Required task: Copy the line containing "[locate] corner shower shelf (one dot each)", then all lines after it up to and including the final line of the material, exactly and without additions.

Input rows:
┌──
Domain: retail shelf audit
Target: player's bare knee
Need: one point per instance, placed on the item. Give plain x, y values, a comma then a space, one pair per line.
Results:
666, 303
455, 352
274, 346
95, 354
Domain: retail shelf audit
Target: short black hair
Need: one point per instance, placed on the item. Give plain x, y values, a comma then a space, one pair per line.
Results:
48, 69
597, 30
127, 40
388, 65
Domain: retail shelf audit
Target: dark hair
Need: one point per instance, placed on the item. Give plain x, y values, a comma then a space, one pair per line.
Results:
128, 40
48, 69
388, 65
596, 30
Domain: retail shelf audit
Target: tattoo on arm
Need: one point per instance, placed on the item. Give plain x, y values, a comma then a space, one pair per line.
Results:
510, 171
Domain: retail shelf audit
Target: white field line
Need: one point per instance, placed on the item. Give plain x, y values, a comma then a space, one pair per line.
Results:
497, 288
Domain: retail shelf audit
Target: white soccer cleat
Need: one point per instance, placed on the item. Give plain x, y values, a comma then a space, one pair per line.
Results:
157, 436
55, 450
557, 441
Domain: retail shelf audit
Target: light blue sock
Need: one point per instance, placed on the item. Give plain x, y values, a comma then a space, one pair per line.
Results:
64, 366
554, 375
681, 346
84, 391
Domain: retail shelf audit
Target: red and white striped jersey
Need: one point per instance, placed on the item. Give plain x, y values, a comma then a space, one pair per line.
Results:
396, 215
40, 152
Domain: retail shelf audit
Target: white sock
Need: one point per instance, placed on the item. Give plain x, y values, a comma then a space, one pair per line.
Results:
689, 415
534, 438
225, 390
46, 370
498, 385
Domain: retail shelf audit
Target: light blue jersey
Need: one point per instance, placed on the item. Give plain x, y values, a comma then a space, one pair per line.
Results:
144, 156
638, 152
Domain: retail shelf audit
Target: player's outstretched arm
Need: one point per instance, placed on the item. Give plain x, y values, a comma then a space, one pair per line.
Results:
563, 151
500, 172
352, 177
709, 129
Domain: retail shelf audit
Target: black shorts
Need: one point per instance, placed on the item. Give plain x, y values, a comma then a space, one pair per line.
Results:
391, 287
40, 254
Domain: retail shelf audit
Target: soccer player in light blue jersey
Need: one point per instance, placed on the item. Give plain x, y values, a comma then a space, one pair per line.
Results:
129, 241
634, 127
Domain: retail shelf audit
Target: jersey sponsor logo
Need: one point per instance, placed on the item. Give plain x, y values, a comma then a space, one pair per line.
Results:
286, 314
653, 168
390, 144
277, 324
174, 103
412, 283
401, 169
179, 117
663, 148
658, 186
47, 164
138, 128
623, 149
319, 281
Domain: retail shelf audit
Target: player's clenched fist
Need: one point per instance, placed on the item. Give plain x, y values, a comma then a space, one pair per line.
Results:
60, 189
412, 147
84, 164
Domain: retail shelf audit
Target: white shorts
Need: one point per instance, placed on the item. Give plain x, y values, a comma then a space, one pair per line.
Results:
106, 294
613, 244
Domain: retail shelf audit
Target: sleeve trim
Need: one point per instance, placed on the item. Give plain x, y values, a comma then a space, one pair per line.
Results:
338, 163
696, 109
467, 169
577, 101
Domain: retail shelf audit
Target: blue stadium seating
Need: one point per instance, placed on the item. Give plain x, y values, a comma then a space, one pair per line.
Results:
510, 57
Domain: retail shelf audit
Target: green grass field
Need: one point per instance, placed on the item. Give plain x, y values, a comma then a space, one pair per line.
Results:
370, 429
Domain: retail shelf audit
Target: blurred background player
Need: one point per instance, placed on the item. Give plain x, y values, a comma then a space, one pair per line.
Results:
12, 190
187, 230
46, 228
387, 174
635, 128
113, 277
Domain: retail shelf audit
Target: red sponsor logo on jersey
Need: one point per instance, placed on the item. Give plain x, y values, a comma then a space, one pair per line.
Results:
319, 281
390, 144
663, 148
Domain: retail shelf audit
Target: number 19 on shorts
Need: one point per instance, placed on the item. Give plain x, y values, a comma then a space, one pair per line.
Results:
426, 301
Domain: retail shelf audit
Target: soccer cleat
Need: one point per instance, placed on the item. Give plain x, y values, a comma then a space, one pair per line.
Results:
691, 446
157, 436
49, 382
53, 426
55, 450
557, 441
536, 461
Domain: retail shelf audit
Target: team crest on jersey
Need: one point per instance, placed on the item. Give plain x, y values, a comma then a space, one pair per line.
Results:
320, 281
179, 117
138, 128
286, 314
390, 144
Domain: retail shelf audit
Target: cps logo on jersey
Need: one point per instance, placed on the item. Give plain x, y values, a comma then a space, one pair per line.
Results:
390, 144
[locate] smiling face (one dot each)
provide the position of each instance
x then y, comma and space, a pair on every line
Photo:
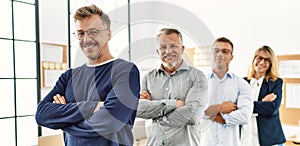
170, 50
222, 55
94, 42
261, 63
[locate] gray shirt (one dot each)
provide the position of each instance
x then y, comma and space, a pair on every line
174, 126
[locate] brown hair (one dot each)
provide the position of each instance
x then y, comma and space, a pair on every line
88, 11
272, 72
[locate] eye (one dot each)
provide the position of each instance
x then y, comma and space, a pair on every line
174, 46
80, 33
93, 32
163, 47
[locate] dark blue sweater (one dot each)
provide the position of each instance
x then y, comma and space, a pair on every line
117, 83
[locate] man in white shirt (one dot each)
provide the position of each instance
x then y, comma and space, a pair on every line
230, 100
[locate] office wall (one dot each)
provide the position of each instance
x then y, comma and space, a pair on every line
249, 24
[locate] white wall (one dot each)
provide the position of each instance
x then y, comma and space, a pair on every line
249, 24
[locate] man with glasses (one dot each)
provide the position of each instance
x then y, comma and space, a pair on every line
230, 100
173, 95
94, 104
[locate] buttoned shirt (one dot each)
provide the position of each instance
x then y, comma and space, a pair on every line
174, 126
229, 88
249, 132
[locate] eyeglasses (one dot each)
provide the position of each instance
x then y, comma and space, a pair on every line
223, 51
92, 33
260, 58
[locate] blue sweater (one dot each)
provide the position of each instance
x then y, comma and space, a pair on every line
117, 83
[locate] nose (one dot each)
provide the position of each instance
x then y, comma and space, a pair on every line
85, 37
168, 50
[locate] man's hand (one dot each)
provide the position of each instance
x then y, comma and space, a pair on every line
227, 107
100, 104
145, 95
59, 99
218, 118
270, 97
179, 103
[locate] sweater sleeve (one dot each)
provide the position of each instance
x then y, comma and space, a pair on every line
119, 107
195, 101
57, 116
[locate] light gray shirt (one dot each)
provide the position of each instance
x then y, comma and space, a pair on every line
174, 126
229, 88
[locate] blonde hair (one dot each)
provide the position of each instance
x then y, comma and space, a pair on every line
272, 72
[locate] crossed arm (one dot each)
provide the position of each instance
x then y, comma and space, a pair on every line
184, 112
214, 111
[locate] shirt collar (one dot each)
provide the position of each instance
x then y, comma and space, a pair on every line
105, 62
228, 74
259, 81
183, 66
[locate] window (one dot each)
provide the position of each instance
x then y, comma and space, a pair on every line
19, 76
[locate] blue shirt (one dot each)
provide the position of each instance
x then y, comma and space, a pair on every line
116, 83
229, 88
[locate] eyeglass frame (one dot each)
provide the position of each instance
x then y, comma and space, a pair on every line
88, 32
259, 58
223, 51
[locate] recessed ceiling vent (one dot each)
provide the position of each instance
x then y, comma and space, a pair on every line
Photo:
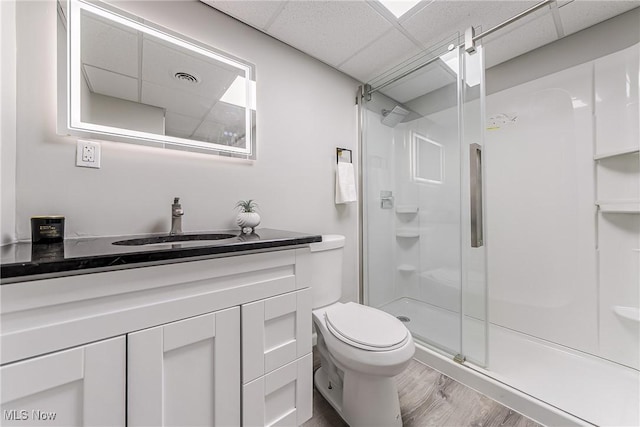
186, 77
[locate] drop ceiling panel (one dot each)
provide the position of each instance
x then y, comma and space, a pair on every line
331, 31
421, 82
232, 115
109, 46
160, 63
580, 14
175, 101
179, 125
255, 13
111, 84
440, 19
347, 33
391, 49
529, 33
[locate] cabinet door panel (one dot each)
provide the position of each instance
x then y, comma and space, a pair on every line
84, 386
280, 398
275, 331
187, 372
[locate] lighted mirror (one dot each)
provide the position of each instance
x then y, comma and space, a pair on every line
128, 78
428, 160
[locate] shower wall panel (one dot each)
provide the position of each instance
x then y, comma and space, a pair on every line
380, 230
540, 209
617, 78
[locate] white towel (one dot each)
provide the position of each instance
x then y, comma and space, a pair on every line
345, 183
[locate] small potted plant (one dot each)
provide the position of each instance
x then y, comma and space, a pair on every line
248, 217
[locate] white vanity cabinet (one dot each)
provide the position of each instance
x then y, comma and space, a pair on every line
81, 386
172, 338
186, 373
276, 360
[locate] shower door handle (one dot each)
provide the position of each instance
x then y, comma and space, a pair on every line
475, 192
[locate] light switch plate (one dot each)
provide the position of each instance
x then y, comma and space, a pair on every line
88, 154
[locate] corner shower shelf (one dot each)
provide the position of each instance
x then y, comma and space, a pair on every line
619, 206
406, 268
631, 313
408, 234
410, 209
616, 153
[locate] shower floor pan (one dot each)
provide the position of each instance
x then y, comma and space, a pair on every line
588, 387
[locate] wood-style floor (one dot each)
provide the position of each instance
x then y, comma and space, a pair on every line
429, 398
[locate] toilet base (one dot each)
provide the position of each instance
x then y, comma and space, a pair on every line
332, 395
366, 401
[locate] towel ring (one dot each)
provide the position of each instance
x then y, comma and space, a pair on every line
339, 154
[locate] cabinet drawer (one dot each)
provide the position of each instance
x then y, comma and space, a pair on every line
└──
Expected answer:
[locate] corner shower shelf (one dot each)
provide the position of each instance
x then y, comma and space, a pair on every line
619, 206
406, 268
631, 313
408, 234
410, 209
616, 153
[locate] shower floor pan (one dot each)
provide the position of each instance
x then y, comma and space, a pair on every line
588, 387
[locate] wood-style floor (one dot each)
provide the position of each instance
x then y, comma and space, a pair on every line
429, 398
[locate] toilet base (one dot each)
provide the position of each instance
x then y, comma and space, a pair on every line
332, 395
366, 401
[locate] towel ring (one dot each)
provide the position of each instance
x then y, comma and space, a pair on every line
339, 154
[locate] cabinet drawer (one dot each)
provide the position of each instance
x then y, comma and space, a pair on every line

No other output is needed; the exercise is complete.